- **本文抜粋**:
========================
なぜひきこもりが戦後の日本に起こったのか?
~再び「ひきこもりの家族関係」(田中千穂子著)より考えてみよう~

戦後80年という今年の8月15日終戦記念日にあたって、80年前に起こした大きな戦争についてこれまでにないおびただしい情報、それも今まであまり目にしたことがない情報が公開されて、改めて大戦前後の実情を知りました。それにしても長い間国民を欺いてきたものだと、知らないできたものの悲哀を噛みしめるしかありませんでした。一番の衝撃は総理大臣直属で設置した極秘機関「総力戦研究所」が提示した「シミュレーション」(NHKTV8月16・17日放映)の、大敗を喫すると言う報告を押しきって戦争に突入したと言う事実。あとに引けないというメンツへの拘りは、今でもどこかで見聞きする不祥事になっています。人間の罪業を哀しむしかないのでしょうか。あの悲惨極まりない戦場に大勢の若い青年たちを送り込み、あろうことか人生を歩み始めたばかりの少年たちを爆弾として利用し、安全地帯を一歩も出ずに命令だけ発していた老政治家・軍人たちのなんという厚顔無恥!
ところで、なぜ会報に「戦後80年」を扱うのかと疑問を持たれたことでしょう。実は関係があるのではないかということをこれからお話しするつもりです。
若者たちが社会から身を引き、社会参加を拒むひきこもりという現象についての解説は斎藤環先生はじめ、たくさんの専門家から家族機能不全、母子共依存等という言葉で学んできましたが、一つどうしても明快な答えが得られない疑問がありました。会報で数回扱ったことがありますが、なぜ日本にこんな大きな数でひきこもりが起こったかということです。
========================
- **問題文**: 上のひきこもりと戦後日本についての文章を、「若者たちが社会から身を引き、」という語句のある箇所から書き写し始め、「が起こったかということです。」まで写したところで止める。 このリストは本文とは別の出典から取ったものだ。

- **提供情報**:
========================
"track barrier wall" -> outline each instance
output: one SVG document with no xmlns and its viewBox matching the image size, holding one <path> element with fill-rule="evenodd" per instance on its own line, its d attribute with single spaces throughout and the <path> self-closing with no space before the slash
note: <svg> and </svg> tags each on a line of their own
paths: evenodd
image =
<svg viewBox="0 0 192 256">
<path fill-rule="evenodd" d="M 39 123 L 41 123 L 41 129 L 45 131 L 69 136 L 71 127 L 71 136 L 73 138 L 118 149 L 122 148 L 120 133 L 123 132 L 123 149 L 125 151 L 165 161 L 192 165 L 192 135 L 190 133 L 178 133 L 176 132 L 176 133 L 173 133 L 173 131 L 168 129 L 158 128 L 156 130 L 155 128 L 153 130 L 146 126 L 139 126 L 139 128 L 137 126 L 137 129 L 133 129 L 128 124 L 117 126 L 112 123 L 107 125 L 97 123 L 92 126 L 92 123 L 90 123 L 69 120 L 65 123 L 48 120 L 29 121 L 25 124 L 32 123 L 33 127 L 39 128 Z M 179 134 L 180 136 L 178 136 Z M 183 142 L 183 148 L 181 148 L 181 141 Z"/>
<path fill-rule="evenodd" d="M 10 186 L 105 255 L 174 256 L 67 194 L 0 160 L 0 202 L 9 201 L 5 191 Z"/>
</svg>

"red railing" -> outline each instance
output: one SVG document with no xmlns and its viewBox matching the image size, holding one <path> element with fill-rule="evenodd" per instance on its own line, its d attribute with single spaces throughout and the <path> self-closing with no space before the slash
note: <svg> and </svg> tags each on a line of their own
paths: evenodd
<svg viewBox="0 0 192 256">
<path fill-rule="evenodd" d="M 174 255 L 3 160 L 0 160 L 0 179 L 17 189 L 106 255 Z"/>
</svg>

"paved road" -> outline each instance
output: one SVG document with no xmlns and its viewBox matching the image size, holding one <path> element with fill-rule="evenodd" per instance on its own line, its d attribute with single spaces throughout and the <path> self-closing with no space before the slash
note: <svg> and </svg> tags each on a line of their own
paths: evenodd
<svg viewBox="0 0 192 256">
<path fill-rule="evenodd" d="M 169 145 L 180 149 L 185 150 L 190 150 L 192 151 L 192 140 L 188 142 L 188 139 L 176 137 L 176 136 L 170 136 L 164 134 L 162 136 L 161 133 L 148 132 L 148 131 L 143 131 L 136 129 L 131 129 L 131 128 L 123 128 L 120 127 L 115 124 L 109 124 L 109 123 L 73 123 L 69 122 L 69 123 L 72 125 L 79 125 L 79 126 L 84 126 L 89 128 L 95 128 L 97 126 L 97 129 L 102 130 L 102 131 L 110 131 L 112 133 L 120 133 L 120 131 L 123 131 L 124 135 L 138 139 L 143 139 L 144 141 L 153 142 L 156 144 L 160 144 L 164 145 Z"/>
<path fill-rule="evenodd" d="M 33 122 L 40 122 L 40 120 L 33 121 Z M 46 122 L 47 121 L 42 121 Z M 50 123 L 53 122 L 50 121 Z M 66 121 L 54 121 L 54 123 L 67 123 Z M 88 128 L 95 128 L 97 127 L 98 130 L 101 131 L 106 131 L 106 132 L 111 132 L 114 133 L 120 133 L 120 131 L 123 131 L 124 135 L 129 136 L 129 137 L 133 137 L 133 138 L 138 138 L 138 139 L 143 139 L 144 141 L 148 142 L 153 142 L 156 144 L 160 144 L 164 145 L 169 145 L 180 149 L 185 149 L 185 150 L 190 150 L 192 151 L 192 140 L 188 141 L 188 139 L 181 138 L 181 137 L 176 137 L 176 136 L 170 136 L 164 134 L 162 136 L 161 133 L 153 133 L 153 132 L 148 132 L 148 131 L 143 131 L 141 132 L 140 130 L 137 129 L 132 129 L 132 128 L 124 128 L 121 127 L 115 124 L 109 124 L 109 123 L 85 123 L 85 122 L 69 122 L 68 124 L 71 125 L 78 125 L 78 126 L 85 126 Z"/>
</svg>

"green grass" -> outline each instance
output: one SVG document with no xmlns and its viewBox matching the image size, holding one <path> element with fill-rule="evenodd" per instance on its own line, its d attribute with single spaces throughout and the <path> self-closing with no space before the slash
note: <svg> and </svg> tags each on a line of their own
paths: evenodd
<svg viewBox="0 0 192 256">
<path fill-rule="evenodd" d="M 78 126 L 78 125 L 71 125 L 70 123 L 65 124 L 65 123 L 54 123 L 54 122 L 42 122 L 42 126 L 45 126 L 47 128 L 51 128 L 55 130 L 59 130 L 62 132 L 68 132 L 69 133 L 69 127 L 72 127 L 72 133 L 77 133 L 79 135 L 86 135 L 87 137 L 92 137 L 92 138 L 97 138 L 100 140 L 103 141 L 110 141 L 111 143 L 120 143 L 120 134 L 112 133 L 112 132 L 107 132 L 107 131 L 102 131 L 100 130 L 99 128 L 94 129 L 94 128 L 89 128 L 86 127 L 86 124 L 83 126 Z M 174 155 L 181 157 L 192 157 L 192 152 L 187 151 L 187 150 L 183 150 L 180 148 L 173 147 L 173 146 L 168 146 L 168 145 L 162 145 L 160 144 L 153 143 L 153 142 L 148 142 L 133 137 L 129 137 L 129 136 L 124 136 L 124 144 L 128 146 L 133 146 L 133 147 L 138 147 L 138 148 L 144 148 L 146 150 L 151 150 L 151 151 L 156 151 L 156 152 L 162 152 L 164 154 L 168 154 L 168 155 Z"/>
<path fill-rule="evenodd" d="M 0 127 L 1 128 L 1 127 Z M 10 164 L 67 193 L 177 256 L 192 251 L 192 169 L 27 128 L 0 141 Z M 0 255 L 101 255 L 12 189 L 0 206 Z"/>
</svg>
========================
- **演習結果**:
若者たちが社会から身を引き、社会参加を拒むひきこもりという現象についての解説は斎藤環先生はじめ、たくさんの専門家から家族機能不全、母子共依存等という言葉で学んできましたが、一つどうしても明快な答えが得られない疑問がありました。会報で数回扱ったことがありますが、なぜ日本にこんな大きな数でひきこもりが起こったかということです。